SÉRIE DE TÂCHES:
[A] D'après l'extrait, à quel critère de l'article 2858 C.c.Q. le juge LeBel a-t-il limité son analyse dans l'arrêt Bridgestone ?
[B] Résumez l'extrait en deux phrases.
[C] Rédigez la suite de l'extrait sur l'admissibilité de la preuve en droit civil québécois, à partir de sa dernière phrase.

EXTRAIT:
===

Dans l’arrêt Bridgestone, le juge LeBel, concluant que la preuve n’avait pas été obtenue dans des conditions qui portaient atteinte aux droits et libertés fondamentaux, a limité son analyse au premier critère de l’article 2858 C.c.Q. Tout en souscrivant d’emblée à l’opinion de son confrère, le juge Baudouin a malgré tout tenu à préciser, dans ses motifs complémentaires, que même si la Cour d’appel avait conclu que la preuve avait été obtenue à la suite d’une violation illicite des droits du salarié, ladite preuve aurait néanmoins dû être admise puisque son admission n’aurait pas déconsidéré l’administration de la justice, échouant ainsi à la seconde étape du test.

De surcroît, le juge Baudouin s’est dit d’avis que c’est plutôt l’exclusion des enregistrements vidéo en cause qui aurait déconsidéré l’administration de la justice en « permettant indirectement à un fraudeur d’invoquer […] sa propre turpitude[9] ». Le juge Baudouin a également souligné la prudence dont devaient faire preuve les tribunaux civils dans l’application de l’article 2858 C.c.Q. par opposition à l’article 24 (2) de la Charte canadienne, considérant que les exigences, les enjeux et les philosophies propres au droit criminel diffèrent de ceux qui règnent en droit civil.

Étrangement, ces motifs du juge Baudouin sont rarement cités dans les décisions traitant de l’admissibilité en preuve d’un enregistrement vidéo ou d’un autre élément de preuve similaire. Cela explique, vraisemblablement, pourquoi nous nous retrouvons, à l’occasion, devant des décisions ayant exclu un élément de preuve sans même avoir examiné la question de la déconsidération de l’administration de la justice.

Que nous examinions les motifs du juge Baudouin ou les termes mêmes de l’article 2858 C.c.Q., il nous apparaît clair qu’un élément de preuve, même obtenu par des moyens illégaux, doit être déclaré admissible dans la mesure où son admission en preuve ne déconsidère pas l’administration de la justice. Dans bien des cas, ce sera plutôt l’exclusion d’un tel élément de preuve qui entraînera une déconsidération de l’administration de la justice aux yeux de la personne raisonnable, en empêchant que justice soit rendue. C’est d’ailleurs dans cette optique que les tribunaux québécois ont conclu, à maintes reprises, que la recherche de la vérité doit primer. En effet, elle est, et se doit de le demeurer, l’objectif fondamental du système de justice du Québec.

===

DONNÉES FOURNIES:
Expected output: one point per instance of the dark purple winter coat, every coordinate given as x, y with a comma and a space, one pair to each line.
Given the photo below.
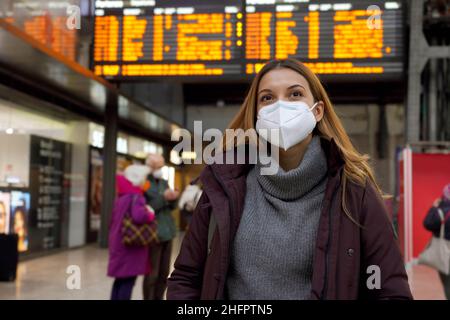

===

RÉPONSES PAR TÂCHE:
[A] Au premier critère de l'article 2858 C.c.Q.

[B] Dans l'arrêt Bridgestone, le juge Baudouin a précisé que la preuve aurait dû être admise même si elle avait été obtenue illicitement, car son admission n'aurait pas déconsidéré l'administration de la justice, alors que son exclusion l'aurait fait. Ces motifs sont rarement cités, mais selon les auteurs, un élément de preuve obtenu illégalement doit être admis si son admission ne déconsidère pas l'administration de la justice, puisque la recherche de la vérité doit primer.

[C]
Certains diront que la primauté de la recherche de la vérité a pour conséquence de banaliser l’importance des droits fondamentaux, dont la protection de la vie privée de l’individu. Cependant, il importe de ne jamais perdre de vue les contextes dans lesquels sont soulevées généralement les objections à la preuve alléguant violation du droit à la vie privée. Fréquemment, ces objections apparaissent dans des dossiers où des comportements malhonnêtes, voire frauduleux, sont allégués et où l’élément de preuve contesté (généralement un enregistrement vidéo) permettrait de trancher le litige et de rendre justice. L’obligation d’honnêteté du salarié étant un des piliers de la relation liant le salarié à son employeur, il n’est guère surprenant que les tribunaux québécois aient conclu que le droit à la vie privée ne doit pas être utilisé pour dissimuler ce qui, dans les faits, est inacceptable.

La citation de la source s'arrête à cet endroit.